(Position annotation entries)
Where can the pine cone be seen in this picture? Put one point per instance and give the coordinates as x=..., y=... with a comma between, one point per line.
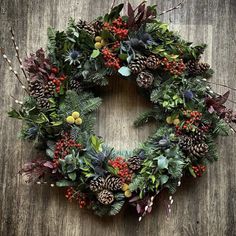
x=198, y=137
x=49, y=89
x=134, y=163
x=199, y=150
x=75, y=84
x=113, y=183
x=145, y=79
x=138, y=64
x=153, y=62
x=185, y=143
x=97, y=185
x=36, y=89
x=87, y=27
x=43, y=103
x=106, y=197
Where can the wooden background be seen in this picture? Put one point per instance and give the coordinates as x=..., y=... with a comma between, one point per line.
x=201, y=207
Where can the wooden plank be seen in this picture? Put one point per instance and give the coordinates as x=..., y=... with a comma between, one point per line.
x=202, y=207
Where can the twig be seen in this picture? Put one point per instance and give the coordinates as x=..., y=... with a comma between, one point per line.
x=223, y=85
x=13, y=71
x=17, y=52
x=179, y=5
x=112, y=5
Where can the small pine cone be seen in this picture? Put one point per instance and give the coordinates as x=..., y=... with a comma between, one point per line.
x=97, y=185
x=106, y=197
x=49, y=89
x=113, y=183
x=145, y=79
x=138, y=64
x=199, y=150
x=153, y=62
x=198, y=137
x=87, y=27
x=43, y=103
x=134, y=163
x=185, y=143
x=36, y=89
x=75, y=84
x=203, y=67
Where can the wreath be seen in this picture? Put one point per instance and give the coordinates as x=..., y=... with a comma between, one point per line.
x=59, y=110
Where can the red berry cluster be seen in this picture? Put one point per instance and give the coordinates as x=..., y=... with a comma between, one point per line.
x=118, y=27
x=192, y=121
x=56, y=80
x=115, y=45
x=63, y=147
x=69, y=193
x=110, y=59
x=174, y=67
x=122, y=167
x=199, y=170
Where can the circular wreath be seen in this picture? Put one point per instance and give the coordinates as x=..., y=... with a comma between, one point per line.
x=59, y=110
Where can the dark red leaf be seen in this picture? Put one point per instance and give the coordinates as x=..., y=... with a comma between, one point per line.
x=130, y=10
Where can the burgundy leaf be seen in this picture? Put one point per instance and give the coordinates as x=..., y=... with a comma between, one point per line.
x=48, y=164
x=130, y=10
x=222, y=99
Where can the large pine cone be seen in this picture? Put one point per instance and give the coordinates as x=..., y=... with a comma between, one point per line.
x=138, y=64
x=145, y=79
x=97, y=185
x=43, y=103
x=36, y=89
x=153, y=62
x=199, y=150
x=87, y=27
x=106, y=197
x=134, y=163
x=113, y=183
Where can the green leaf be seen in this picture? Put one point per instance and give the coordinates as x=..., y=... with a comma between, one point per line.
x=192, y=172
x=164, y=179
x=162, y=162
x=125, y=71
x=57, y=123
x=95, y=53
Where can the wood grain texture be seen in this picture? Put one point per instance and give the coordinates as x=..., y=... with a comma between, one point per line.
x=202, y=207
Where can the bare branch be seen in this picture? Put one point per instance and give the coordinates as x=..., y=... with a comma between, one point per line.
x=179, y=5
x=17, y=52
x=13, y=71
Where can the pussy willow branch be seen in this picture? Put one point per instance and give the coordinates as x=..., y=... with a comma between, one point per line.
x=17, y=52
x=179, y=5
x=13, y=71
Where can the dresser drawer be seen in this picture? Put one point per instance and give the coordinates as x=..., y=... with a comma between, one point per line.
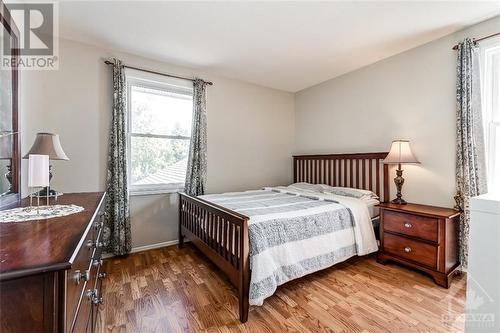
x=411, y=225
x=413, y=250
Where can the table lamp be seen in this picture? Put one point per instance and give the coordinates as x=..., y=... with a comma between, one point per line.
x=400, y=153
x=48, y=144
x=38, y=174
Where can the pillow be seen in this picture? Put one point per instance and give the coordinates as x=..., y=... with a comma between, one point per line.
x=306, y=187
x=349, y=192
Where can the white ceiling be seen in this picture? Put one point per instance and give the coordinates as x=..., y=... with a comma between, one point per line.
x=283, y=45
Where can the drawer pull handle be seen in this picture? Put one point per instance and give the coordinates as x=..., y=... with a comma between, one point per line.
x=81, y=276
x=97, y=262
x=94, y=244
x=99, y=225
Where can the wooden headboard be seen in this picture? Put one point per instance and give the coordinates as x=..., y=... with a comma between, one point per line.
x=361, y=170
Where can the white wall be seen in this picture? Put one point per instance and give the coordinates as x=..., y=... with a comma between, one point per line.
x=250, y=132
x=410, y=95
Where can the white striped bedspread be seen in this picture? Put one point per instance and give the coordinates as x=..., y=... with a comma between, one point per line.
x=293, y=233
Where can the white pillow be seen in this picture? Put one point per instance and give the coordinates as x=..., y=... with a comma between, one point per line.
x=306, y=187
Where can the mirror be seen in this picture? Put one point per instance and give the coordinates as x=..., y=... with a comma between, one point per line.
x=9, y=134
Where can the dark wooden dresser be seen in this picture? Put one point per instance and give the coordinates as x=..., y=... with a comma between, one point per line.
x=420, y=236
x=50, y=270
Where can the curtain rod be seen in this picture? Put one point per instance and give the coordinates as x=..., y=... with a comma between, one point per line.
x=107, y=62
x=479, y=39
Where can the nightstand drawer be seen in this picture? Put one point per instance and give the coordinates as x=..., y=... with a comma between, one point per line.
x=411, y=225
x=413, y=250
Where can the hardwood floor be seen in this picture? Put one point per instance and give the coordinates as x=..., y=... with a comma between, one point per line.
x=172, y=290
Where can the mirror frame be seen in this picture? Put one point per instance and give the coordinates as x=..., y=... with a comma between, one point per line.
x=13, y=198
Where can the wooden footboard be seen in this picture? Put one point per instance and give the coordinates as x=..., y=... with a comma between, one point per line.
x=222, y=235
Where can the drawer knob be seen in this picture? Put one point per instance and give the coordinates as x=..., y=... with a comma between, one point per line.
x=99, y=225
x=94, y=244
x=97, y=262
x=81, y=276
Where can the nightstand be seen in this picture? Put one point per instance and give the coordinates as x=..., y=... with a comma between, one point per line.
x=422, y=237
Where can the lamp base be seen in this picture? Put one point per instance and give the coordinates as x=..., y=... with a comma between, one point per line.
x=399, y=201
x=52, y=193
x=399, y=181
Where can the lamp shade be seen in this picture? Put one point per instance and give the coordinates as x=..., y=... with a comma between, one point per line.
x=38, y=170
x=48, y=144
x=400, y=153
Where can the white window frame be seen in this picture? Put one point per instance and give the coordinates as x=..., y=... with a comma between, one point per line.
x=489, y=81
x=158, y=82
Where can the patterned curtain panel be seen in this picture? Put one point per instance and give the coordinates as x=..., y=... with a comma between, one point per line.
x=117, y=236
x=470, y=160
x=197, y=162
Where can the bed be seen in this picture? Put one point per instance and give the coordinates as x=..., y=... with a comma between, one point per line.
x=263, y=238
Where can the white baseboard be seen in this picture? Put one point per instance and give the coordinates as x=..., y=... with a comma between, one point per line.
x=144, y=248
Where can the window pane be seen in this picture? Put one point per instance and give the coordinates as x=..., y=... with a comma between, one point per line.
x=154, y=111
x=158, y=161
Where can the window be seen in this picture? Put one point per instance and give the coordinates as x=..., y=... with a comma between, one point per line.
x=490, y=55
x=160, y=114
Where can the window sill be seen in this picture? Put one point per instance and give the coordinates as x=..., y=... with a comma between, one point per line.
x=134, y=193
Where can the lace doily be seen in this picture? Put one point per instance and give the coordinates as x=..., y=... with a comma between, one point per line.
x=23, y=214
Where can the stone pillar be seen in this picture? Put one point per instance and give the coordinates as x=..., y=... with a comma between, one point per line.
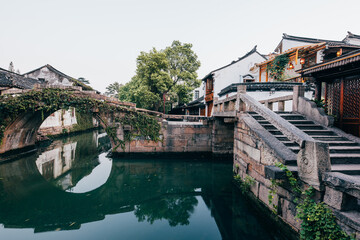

## Exercise objective
Can you reproduce every one of the entries above word for word, with the pictures left out?

## The reply
Where can the pine cone be seen in this picture? Put one point per instance and give the coordinates as x=..., y=... with a comma between, one point per line.
x=198, y=137
x=49, y=89
x=134, y=163
x=199, y=150
x=75, y=84
x=113, y=183
x=145, y=79
x=138, y=64
x=153, y=62
x=185, y=143
x=97, y=185
x=36, y=89
x=87, y=27
x=43, y=103
x=106, y=197
Where can the wooden background be seen in this picture? Put one point per instance and give the coordinates as x=..., y=... with a comma between, one point per line.
x=201, y=207
Where can the wooden plank be seen in this picture? Put one point per instance and give the coordinates as x=..., y=... with a comma between, one point per line.
x=202, y=207
Where can the twig be seen in this picture? Put one point per instance and give the coordinates as x=..., y=... with a comma between, one point per line.
x=223, y=85
x=13, y=71
x=17, y=52
x=179, y=5
x=112, y=5
Where can the small pine cone be seen in this picture? Put one point per instance and give the coordinates as x=..., y=... with a comma between, one point per line.
x=97, y=185
x=106, y=197
x=49, y=89
x=113, y=183
x=145, y=79
x=138, y=64
x=199, y=150
x=153, y=62
x=198, y=137
x=87, y=27
x=43, y=103
x=134, y=163
x=185, y=143
x=36, y=89
x=75, y=84
x=203, y=67
Where can the wreath be seen in this picture? Put one point per instance and give the coordinates as x=..., y=... with a comma between, one point per line.
x=59, y=110
Where can the red berry cluster be seen in this picture? Put one point per instance and give the coordinates as x=..., y=... with a comma between, one point per line.
x=118, y=27
x=192, y=121
x=56, y=80
x=115, y=45
x=63, y=147
x=69, y=193
x=110, y=59
x=174, y=67
x=122, y=167
x=199, y=170
Where can the circular wreath be seen in this picture? Put one point per instance and give the coordinates as x=..., y=... with a comma between, one point per line.
x=59, y=110
Where can the dark red leaf be seen in this picture? Put one point per instance and give the coordinates as x=..., y=... with a comma between, one point per line.
x=130, y=10
Where can the burgundy leaf be seen in this picture? Put one point per instance and give the coordinates as x=..., y=... with a comma between, one point per line.
x=48, y=164
x=130, y=10
x=222, y=99
Where can the large pine cone be seen in this picture? Put one point per instance and give the coordinates as x=..., y=... with a comma between, one point per line.
x=138, y=64
x=145, y=79
x=97, y=185
x=43, y=103
x=36, y=89
x=153, y=62
x=199, y=150
x=87, y=27
x=106, y=197
x=134, y=163
x=113, y=183
Where can the green leaf be seen in this picture? Put one point per instance and give the coordinates as x=..., y=... with a comma between, one point per line.
x=192, y=172
x=164, y=179
x=162, y=162
x=125, y=71
x=57, y=123
x=95, y=53
Where can the wood grain texture be seen in this picture? Put one point per instance and give the coordinates as x=..., y=... with a comma between, one point per line.
x=202, y=207
Where can the bare branch be seen in this picture? Put one point per instance and give the coordinates as x=..., y=... with a comma between, one point per line.
x=179, y=5
x=17, y=52
x=13, y=71
Where can the pussy willow branch be seen in this picture? Put one point per instance and give the coordinates as x=..., y=... with a comma between, one point per line.
x=17, y=52
x=179, y=5
x=13, y=71
Where can the dresser drawer be seen in this picture? Put one point per instance and give the coordinates as x=..., y=... with a comma between, one point per line.
x=411, y=225
x=413, y=250
Where can the table lamp be seen in this picture? Put one point per instance and give the coordinates as x=..., y=... with a comma between, one point per line.
x=400, y=153
x=48, y=144
x=38, y=174
Where can the pillow be seen in this picture? Put one point per instance and give the coordinates as x=..., y=... with a comma between, one point per line.
x=306, y=187
x=349, y=192
Where can the white ceiling be seen in this picture? Put one point per instance and give the coordinates as x=..., y=... with a comma between, one point per line.
x=283, y=45
Where can the drawer pull handle be seen in this picture? Put one point per instance and give the coordinates as x=..., y=... with a comma between, one point per line.
x=81, y=276
x=97, y=262
x=94, y=244
x=99, y=225
Where can the wooden headboard be seen in this picture? Put one point per instance and give the coordinates as x=..., y=... with a comma between, one point per line.
x=361, y=170
Where can the white wall be seen in this picture? Put one point per instance and give the coordinates as x=..., y=... with a comma between, one point per line.
x=250, y=132
x=410, y=95
Where can the white striped bedspread be seen in this picture? Put one point per instance and give the coordinates as x=..., y=... with a comma between, one point per line.
x=293, y=233
Where can the white pillow be seen in this picture? Put one point per instance and give the coordinates as x=..., y=... with a comma between, one point per line.
x=306, y=187
Where can the mirror be seen in this picture? Put one point per instance and give the coordinates as x=..., y=... with a comma between, one point per line.
x=9, y=134
Where can the dark wooden dresser be seen in this picture? Put one point per instance and give the coordinates as x=..., y=... with a comma between, one point per line.
x=420, y=236
x=50, y=270
Where can the curtain rod be seen in this picture? Put one point per instance and give the coordinates as x=..., y=... with a comma between, one point per line.
x=107, y=62
x=479, y=39
Where can the nightstand drawer be seen in this picture? Put one point per instance and give the coordinates as x=..., y=... with a comma between, one point per line.
x=411, y=225
x=413, y=250
Where can the hardwood floor be seen in this picture? Put one point per instance and give the coordinates as x=..., y=... with a comma between, one point per line.
x=172, y=290
Where can the mirror frame be seen in this picture? Put one point per instance and give the coordinates as x=..., y=... with a comma between, one point per line.
x=13, y=198
Where can the wooden footboard be seen in this picture? Put one point per instance and give the coordinates as x=..., y=... with a comma between, one point per line.
x=222, y=235
Where can the drawer knob be seen in this picture? Put one point per instance and give the coordinates as x=..., y=... with a comma between, one point per line.
x=99, y=225
x=94, y=244
x=97, y=262
x=81, y=276
Where can the nightstand be seen in this picture? Put one point per instance and give the coordinates as x=..., y=... with a comma between, one point per line.
x=422, y=237
Where can the lamp base be seen in this picture? Put one point per instance and give the coordinates as x=..., y=... with a comma between, one point per line.
x=399, y=201
x=52, y=193
x=399, y=181
Where can the lamp shade be seen in this picture? Put one point per instance and give the coordinates as x=..., y=... with a comma between, one point per line.
x=38, y=170
x=48, y=144
x=400, y=153
Where can the white window frame be seen in this picture? Put one point per instance and give the coordinates as x=..., y=... with a comma between, one point per line.
x=489, y=81
x=158, y=82
Where can the patterned curtain panel be seen in this picture? Put one point per instance and give the coordinates as x=..., y=... with a comma between, one point per line.
x=117, y=236
x=470, y=160
x=197, y=162
Where can the bed be seen in this picture? Put one point per instance and give the coordinates as x=..., y=... with a comma between, one point per line.
x=263, y=238
Where can the white baseboard be seen in this picture? Put one point per instance and give the coordinates as x=..., y=... with a comma between, one point per line.
x=144, y=248
Where can the window pane be seen in this picture? Put one point per instance and give the coordinates as x=..., y=... with a comma between, one point per line.
x=154, y=111
x=158, y=161
Where can the window be seen in this picture? Put one point per instance and give the coordinates as x=..., y=... with a comma between, one point per line.
x=490, y=55
x=160, y=114
Where can the window sill be seen in this picture? Put one point per instance and give the coordinates as x=..., y=... with a comma between, one point per line.
x=134, y=193
Where can the lace doily be seen in this picture? Put one point per instance and give the coordinates as x=..., y=... with a comma between, one point per line.
x=23, y=214
Where can the stone pillar be seen in this picture? Put one point per instance and give the coordinates as x=..., y=... with a comma between, one point per line.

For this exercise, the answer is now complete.